● **OBJECTIVE 1**
Please revise the passage on arithmetic sequences, giving it again from "Let $E \subseteq" up to and including "random set $E$.", with "Fourier" changed to "harmonic".

● **PROVIDED PASSAGE**
++++++++++++++++++++

The book Additive Combinatorics by Terence Tao and Van Vu discuss arithmetic sequences in depth from a mathematical point of view. They establish the existence of arithmetic sequences under various conditions of your set $X$.


Example: Szemeredi Theorem

If a subset positive "density" in your lattice it has infinitely many arithmetic progressions of arbitrary length.

$$\displaystyle \mathrm{density}(E) = \limsup_{N \to \infty} \frac{|E \cap [1,N]| }{N} \geq 0$$

Let $E \subseteq \mathbb{N}$ be set of positive upper density, then $E$ has a non-trivial $k$-term arithmetic progression.


You could totally imagine looking for vectors arranged in various patterns rather than restrict your attention to $\mathbb{Z}$.

The book simplifies very technical Fourier analysis and probability replacing it with less technical Fourier theory and probability. 😐 They break down the heavy duty math into lemma and theorem that are useful for more specific problems. 😃


Example Consider a random set $E \subset [1,N]$ with probability $\mathbb{P}[k \in E] = \frac{1}{2}$. Any 3 evenly spaced numbers elements $a, a+d, a+2d \in \mathbb{N}$ will chosen inside $E$ with probability $\frac{1}{8}$, so we can expect many arithmetic progressions in the random set $E$.

On the other extreme is using the floor function $\{[n \sqrt{7}] : n \in \mathbb{Z}\} = \{ [ 0, 2, 5, 7, 10, 13, 15, 18, 21, 23,\dots \}$. This is about as "ordered" as you can get, and it will also have many arithmetic progressions of arbitrary length.


Then it would be up to you to consider the run-time aspects of the algorithms they are implying. It may not necessarily be easy to find arithmetic sequences in the prime or square free numbers even if we know they exist.

++++++++++++++++++++

● **MATERIAL SUPPLIED**
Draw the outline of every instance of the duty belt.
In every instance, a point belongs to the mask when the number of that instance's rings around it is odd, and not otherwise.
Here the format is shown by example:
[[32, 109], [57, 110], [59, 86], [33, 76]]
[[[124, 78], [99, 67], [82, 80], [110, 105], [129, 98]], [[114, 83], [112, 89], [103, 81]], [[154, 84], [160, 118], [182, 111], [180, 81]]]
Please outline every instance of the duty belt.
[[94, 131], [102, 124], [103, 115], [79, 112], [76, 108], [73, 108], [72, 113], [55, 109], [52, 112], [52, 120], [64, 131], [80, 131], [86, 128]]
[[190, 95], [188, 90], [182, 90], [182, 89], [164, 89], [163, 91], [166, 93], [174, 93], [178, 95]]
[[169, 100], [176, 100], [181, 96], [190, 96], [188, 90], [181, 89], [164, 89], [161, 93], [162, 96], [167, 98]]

++++++++++++++++++++

● **OBJECTIVE 2**
Count the lines in the entries above that contain the string "every", and reply with the number alone.

● **CORRECT RESULT 1**
Let $E \subseteq \mathbb{N}$ be set of positive upper density, then $E$ has a non-trivial $k$-term arithmetic progression.


You could totally imagine looking for vectors arranged in various patterns rather than restrict your attention to $\mathbb{Z}$.

The book simplifies very technical harmonic analysis and probability replacing it with less technical harmonic theory and probability. 😐 They break down the heavy duty math into lemma and theorem that are useful for more specific problems. 😃


Example Consider a random set $E \subset [1,N]$ with probability $\mathbb{P}[k \in E] = \frac{1}{2}$. Any 3 evenly spaced numbers elements $a, a+d, a+2d \in \mathbb{N}$ will chosen inside $E$ with probability $\frac{1}{8}$, so we can expect many arithmetic progressions in the random set $E$.

● **CORRECT RESULT 2**
3